(DATA TO EXAMINE Opens)
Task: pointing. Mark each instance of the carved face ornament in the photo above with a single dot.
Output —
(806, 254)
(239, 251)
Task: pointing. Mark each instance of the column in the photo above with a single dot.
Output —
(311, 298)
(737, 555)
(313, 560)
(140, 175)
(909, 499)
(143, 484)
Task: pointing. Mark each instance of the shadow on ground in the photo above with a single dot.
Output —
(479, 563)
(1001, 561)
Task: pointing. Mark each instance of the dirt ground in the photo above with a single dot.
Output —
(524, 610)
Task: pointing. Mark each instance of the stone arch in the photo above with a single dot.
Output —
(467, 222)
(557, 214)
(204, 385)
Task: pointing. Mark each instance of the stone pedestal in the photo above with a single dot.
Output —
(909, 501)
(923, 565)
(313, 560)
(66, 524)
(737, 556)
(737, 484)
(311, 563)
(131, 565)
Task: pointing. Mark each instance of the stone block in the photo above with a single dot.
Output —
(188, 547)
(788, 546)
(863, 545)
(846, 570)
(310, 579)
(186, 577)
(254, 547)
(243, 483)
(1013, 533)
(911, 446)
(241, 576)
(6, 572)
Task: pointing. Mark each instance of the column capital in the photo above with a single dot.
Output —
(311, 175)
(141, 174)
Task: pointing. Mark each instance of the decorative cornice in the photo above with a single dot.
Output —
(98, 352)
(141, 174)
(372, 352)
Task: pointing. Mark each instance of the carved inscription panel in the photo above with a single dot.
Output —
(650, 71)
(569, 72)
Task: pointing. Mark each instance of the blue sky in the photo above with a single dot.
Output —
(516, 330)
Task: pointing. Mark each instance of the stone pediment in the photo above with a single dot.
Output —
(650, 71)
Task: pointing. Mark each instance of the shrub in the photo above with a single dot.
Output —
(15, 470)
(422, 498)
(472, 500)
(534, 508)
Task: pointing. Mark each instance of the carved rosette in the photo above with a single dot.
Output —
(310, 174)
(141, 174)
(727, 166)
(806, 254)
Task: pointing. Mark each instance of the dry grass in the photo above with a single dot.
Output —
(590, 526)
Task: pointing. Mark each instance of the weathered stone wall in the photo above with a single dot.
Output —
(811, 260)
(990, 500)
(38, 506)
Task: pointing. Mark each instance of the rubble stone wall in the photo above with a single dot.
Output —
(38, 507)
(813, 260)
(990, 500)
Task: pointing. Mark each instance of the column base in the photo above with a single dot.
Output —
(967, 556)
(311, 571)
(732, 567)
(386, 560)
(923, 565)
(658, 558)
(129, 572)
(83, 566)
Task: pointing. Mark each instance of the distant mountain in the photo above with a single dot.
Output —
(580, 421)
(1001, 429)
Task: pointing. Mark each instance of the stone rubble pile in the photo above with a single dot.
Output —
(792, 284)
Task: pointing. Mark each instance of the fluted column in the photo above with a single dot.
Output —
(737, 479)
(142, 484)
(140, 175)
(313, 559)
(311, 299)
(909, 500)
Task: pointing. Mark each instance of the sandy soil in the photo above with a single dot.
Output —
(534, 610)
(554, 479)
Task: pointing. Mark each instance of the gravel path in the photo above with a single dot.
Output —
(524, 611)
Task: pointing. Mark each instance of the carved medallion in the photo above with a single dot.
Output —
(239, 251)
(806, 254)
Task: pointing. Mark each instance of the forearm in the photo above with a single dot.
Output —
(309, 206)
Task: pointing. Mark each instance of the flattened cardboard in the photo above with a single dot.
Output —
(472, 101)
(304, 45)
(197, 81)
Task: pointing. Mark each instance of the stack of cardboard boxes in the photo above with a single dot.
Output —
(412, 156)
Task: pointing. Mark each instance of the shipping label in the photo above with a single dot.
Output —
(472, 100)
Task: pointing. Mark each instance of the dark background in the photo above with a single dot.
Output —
(DATA TO EXAMINE Closes)
◆ **WORK TO COMPLETE**: I would like you to output every record exactly as written.

◆ **SOLUTION FOR THIS TASK**:
Task: pointing. Mark each instance of the carved face ornament in the photo above with a single dot.
Output —
(806, 254)
(239, 251)
Task: pointing. Mark each instance of the column in the photo above with a single dot.
Output —
(311, 298)
(737, 555)
(313, 560)
(140, 175)
(909, 499)
(143, 484)
Task: pointing. Mark each instance of the shadow on ground in the photo above with a single dot.
Output —
(479, 563)
(1001, 561)
Task: pointing. Mark each instance of the dirt ground in the photo above with a single dot.
Output —
(524, 610)
Task: pointing. Mark each instance of the stone arch in the photo above with a single dot.
Output —
(467, 222)
(557, 214)
(204, 385)
Task: pointing. Mark each instance of the stone pedestal in the photo above with a single dot.
Output —
(909, 501)
(923, 565)
(313, 560)
(66, 524)
(737, 556)
(737, 484)
(311, 563)
(131, 565)
Task: pointing. Mark each instance of the stone block in the photo above with a single dot.
Output —
(188, 547)
(788, 546)
(863, 545)
(846, 570)
(310, 579)
(186, 577)
(254, 547)
(243, 483)
(1013, 533)
(911, 446)
(241, 576)
(6, 572)
Task: pointing. Mark each instance of the column capital in the photo above with a single dot.
Output —
(311, 175)
(141, 174)
Task: pointing. Mark each instance of the decorative cornice in the photo above with a single dot.
Output —
(98, 352)
(141, 174)
(372, 352)
Task: pointing. Mark each instance of the carved inscription panel in the photo above with a single dot.
Output —
(650, 71)
(569, 72)
Task: pointing. Mark each instance of the blue sky in the photo above with a single dot.
Output —
(516, 330)
Task: pointing. Mark each instance of the stone pediment in the photo above with a single dot.
Output —
(650, 71)
Task: pointing. Mark each instance of the shrub in the photo above with a single dot.
Output —
(15, 470)
(422, 498)
(472, 500)
(534, 508)
Task: pointing. Mark each instance of the carved rosette in the photo above with a single dot.
Output —
(310, 174)
(141, 174)
(727, 166)
(806, 254)
Task: pointing. Mark each instance of the dry grass in the photo above with a single dot.
Output —
(590, 526)
Task: pointing. Mark each instance of the weathered stone wall in the photo above with a single dot.
Output —
(811, 260)
(990, 500)
(38, 506)
Task: pointing. Mark each instance of the rubble stone wall in the photo above with a single dot.
Output —
(38, 507)
(813, 260)
(990, 500)
Task: pointing. Mark each instance of the column base in the photo above with a single dot.
Output —
(967, 556)
(311, 571)
(732, 567)
(386, 560)
(923, 565)
(658, 558)
(129, 572)
(83, 566)
Task: pointing. Mark each instance of the distant mountain in the photo above with a single dot.
Output —
(580, 421)
(1001, 429)
Task: pointing. Mark each instance of the stone rubble pile in the photo above with a single dot.
Output —
(792, 284)
Task: pointing. Mark each instance of the fluted column in the photo above with a single dot.
Output —
(737, 479)
(142, 484)
(140, 175)
(313, 559)
(311, 299)
(909, 500)
Task: pointing. Mark each instance of the sandy soil in the photo above with a single dot.
Output —
(534, 610)
(554, 479)
Task: pointing. Mark each instance of the gravel path in the photo above with a single dot.
Output —
(524, 611)
Task: pointing. Mark each instance of the carved medallion in the photo above with a single dot.
Output —
(239, 251)
(806, 254)
Task: pointing. Mark each instance of the forearm in the photo above with a single dot.
Output —
(309, 206)
Task: pointing. Mark each instance of the flattened cardboard in the photo above with a single dot.
Output —
(472, 101)
(304, 45)
(197, 81)
Task: pointing. Mark each instance of the stack of cardboard boxes in the photo above with a single dot.
Output —
(412, 156)
Task: pointing. Mark each instance of the shipping label in the photo above with a single dot.
Output —
(472, 100)
Task: pointing. Mark each instance of the dark background in the photo above with a single dot.
Output —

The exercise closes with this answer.